Извлечённый текст:
== == ==

Так переживает Светка, рано осиротевшая девчонка, ставшая отчаянным сорванцом: она до смерти хочет подружиться с единственной, кроме нее, девчонкой, появившейся наконец на кордоне, но все ее шаги к сближению неуклюжи и лишь пугают новенькую, Гелю, и особенно ее маму, дамочку, мечтающую о благородном окружении для своей музыкальной дочери. Так переживает и Вовка-Поросенок из той же повести («Светка»): поди разберись в сложностях жизни – свои ребята дразнят и в игре о нем позабыть могут, а подружился с приехавшим на лето москвичом – тот оказался подловатым парнишкой, хоть и с претензиями на благородство манер. Понимает Вовка, что чуть не преступником становится по отношению к своим, предателем (открыл приезжим ребячью тайну – строят они каравеллу, а те предложили... дно прорубить у нее, чтоб успеть, пока чинят, раньше запустить свою ракету). Понимает, да не может сразу разорвать липкую паутину невольной лжи...
Исподволь, без нажима подводит обычно Бахревский своих читателей к очень важной мысли: жить по правде всегда легче, если даже и нелегко она далась.

== == ==

Что нужно сделать:
1. Пожалуйста, перескажите короче абзац отрывка о повести «Светка», начинающийся словами «Так переживает Светка», и сохраните его основные факты.
2. Допишите продолжение отрывка о повести «Светка» после его последнего предложения.
Позиции, идущие дальше, — самостоятельный материал.

== == ==

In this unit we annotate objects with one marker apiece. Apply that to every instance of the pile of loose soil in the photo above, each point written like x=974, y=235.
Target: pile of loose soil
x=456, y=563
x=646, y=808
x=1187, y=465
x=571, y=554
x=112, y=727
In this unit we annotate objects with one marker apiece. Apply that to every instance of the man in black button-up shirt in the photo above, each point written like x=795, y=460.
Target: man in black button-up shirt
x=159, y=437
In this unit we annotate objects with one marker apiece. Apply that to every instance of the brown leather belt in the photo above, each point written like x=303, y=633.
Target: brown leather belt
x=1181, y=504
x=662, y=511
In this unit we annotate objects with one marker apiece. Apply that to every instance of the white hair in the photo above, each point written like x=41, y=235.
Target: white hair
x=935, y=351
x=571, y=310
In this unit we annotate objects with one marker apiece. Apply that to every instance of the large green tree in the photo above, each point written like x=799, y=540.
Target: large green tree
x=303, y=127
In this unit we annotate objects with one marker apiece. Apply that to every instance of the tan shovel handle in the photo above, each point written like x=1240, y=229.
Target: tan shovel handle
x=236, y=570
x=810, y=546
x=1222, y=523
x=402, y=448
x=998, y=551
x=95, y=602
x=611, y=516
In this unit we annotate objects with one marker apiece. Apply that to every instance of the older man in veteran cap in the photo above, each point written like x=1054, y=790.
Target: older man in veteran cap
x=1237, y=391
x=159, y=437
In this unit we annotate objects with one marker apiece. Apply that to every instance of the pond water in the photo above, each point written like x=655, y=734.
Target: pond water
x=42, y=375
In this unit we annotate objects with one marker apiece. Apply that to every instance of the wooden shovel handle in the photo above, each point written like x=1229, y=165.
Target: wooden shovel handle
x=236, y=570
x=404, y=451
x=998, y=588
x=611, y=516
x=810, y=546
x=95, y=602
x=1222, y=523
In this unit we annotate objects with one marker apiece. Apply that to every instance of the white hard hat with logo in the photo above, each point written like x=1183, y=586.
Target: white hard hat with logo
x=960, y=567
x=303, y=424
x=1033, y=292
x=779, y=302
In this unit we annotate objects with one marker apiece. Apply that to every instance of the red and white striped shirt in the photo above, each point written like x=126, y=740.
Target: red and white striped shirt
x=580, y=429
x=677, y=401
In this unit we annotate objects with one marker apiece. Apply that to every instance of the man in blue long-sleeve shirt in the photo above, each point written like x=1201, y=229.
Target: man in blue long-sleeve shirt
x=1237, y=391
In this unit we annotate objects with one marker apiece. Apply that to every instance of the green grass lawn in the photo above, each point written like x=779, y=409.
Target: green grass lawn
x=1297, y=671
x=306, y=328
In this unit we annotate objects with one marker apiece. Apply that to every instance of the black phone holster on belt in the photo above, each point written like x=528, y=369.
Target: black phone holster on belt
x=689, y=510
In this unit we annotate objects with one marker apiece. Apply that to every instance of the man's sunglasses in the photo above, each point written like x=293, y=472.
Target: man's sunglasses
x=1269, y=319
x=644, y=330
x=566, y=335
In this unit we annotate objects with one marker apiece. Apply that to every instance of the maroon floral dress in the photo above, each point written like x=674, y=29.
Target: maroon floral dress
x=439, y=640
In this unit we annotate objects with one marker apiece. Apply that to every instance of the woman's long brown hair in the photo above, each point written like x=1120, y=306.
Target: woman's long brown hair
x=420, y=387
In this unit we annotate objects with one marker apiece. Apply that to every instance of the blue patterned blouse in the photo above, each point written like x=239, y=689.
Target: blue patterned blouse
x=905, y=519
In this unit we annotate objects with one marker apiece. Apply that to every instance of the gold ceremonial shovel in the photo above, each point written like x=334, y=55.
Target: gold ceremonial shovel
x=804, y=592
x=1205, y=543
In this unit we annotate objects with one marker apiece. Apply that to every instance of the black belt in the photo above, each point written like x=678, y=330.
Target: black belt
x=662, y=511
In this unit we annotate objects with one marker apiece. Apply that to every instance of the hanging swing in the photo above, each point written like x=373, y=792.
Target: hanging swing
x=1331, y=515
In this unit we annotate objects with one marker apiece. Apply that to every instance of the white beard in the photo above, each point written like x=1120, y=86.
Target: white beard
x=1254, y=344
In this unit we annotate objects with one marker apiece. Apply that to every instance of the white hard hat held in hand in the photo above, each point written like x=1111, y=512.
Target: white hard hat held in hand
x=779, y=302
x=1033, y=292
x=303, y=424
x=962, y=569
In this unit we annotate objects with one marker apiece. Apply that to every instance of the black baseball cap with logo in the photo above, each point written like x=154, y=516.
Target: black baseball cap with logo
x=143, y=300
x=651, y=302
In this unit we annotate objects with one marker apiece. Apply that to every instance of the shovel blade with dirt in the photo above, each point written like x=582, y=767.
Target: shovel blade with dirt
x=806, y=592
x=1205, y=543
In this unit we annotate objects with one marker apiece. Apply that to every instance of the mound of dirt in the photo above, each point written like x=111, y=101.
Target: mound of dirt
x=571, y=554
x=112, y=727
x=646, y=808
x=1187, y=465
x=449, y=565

== == ==

Готовые ответы:
1. Светка рано осиротела и стала отчаянным сорванцом. Она очень хочет подружиться с Гелей, единственной, кроме нее, девчонкой, которая появилась на кордоне. Но ее попытки сблизиться неуклюжи и только пугают Гелю и особенно ее маму, которая мечтает о благородном окружении для музыкальной дочери. Вовку-Поросенка из той же повести свои ребята дразнят и могут забыть в игре. Он подружился с приехавшим на лето москвичом, но тот оказался подловатым, хотя и претендовал на благородство манер. Вовка открыл приезжим ребячью тайну: ребята строят каравеллу. В ответ те предложили прорубить ей дно, чтобы, пока ее чинят, успеть раньше запустить свою ракету. Вовка понимает, что едва не стал предателем по отношению к своим, но сразу разорвать паутину невольной лжи не может.

2.
Тонко, почти исповедально раскрывает писатель перед юными героями, да и не только юными, простую истину о сложности и противоречивости жизни.
Она нелегко дается девчонке («Хозяйка перевала»), которая очень любит отца, такого большого, доброго, столько ей уже открывшего в мире и обещавшего еще множество открытий, но... покинувшего их с мамой. Она заставляет себя ненавидеть его, когда он появляется вновь. Заставляет себя чуть ли не презирать маму, которая простила его, потому что любит. Но сердечко девчоночье рвется, дрожит, крохотное, потому что и она не может, как ни старается, истребить дочернюю любовь...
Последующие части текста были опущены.